== ACTIVITY ==
Extend the text about volunteers at Potential Inc.'s car show, starting right after its last sentence.

== TEXT EXCERPT ==
In running a local car show for two decades, Ed Ingle developed a specific set of skills that are worth their weight in gold to Potential Inc., a nonprofit in Newtown that works with people of all ages who have autism and other developmental disabilities. 

For four of the last five years, Potential has staged a car show. (Last years was canceled because of the pandemic.) And every year, the proceeds are put toward a different need. One year it was a new playground for Potential’s Springtime School, a private elementary school for children with autism. Another year it was a van for the school. This year, they’ll go toward expanding Potential’s services.

While the event is coordinated by Hillary Sawyer, MHA, MPA, Potential’s Donor Relationship Manager, it’s mostly run by a band of trusted volunteers like Ingle, who oversees registration and judging.

“Volunteering with the Potential car show allows me to stay involved without having the responsibility of running the whole event,” Ingle says.

How a nonprofit benefits

The COVID-19 pandemic has strained the nonprofit sector, much of which was still recovering from the last major recession 10 years earlier. Then and now, volunteers became an essential resource for tackling a new existence where funding would be limited, but services would be in greater demand than ever before.

== GIVEN INFORMATION ==
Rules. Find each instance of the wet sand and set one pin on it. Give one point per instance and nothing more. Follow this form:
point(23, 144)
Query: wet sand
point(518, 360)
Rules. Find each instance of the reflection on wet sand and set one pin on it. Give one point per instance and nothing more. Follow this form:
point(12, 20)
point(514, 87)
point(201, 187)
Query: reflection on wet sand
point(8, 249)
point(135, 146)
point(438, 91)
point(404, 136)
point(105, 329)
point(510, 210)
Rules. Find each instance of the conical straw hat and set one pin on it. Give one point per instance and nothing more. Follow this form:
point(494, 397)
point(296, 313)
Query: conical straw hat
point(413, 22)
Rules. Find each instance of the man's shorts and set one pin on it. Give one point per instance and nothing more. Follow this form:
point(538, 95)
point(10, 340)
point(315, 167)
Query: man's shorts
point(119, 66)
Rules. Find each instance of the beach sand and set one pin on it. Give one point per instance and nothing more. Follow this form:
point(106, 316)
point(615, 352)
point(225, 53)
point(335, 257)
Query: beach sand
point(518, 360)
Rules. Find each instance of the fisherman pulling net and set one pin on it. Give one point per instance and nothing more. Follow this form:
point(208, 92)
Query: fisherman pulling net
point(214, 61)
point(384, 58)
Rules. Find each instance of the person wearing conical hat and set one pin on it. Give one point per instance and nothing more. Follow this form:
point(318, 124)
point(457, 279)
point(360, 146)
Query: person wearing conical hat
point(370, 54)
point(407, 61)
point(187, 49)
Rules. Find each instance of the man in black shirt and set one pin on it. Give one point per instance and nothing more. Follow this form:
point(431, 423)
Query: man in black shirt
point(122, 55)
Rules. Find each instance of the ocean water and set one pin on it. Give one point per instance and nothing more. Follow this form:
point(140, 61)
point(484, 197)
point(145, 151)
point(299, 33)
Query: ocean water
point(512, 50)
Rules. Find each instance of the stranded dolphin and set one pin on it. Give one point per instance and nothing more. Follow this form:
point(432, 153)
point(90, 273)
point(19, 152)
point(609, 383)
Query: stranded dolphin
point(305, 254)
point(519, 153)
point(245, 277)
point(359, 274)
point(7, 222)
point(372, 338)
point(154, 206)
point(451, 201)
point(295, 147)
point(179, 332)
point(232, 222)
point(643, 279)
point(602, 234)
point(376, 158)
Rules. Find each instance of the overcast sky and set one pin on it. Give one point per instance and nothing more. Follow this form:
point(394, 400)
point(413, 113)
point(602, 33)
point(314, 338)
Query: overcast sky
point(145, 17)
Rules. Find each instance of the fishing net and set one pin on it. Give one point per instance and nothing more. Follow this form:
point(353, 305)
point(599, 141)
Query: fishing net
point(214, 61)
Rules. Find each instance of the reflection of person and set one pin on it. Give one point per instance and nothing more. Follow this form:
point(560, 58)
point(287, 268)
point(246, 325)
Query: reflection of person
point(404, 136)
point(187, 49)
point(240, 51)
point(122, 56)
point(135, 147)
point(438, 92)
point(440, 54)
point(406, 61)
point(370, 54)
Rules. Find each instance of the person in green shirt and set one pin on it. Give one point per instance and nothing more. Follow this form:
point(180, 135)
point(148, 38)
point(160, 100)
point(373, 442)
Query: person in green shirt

== SOLVED PROBLEM ==
Volunteers have always eased financial pressures by helping nonprofits raise money. Their commitment to an organization’s mission makes them convincing advocates for the cause. Volunteers are also likely to donate to the nonprofit at which they serve. But now they’re just as prized by nonprofits for their professional skills. Volunteers can provide technical services, help with strategic planning, or handle logistics for a car show, all without being paid.

At Potential, a development committee that’s comprised of Sawyer and several longtime volunteers and donors plans the organization’s outreach efforts and three annual volunteer events: a spring cleaning of the school and playground, a fundraising gala, and the car show — which drew about 100 volunteers for the last edition before the pandemic, according to Sawyer.

Because of the nature of its programming, Sawyer says Potential has traditionally been less reliant on the professional expertise of its volunteers than other nonprofits, but that may change, she says, as the organization continues to grow. For now, volunteers are supporting that growth by helping Potential save money.

Last year, over the course of several months, volunteers painted the interior of the nonprofit’s 3,500-square foot building, working in four-hour shifts on the weekends. Sawyer estimates that, for a professional to do it, it could have cost $10,000, which is as much as 50% of what Potential raises through fundraising in some years.

Beyond handling many of the operations for its various fundraisers, Sawyer says volunteers are very often Potential’s best ambassadors, helping the nonprofit stay connected to, and grow in, the community. They know the community’s important players, and, Sawyer says, “because we’re focused on autism, many of our volunteers have a personal connection to our cause, which really helps them talk about what we’re doing.”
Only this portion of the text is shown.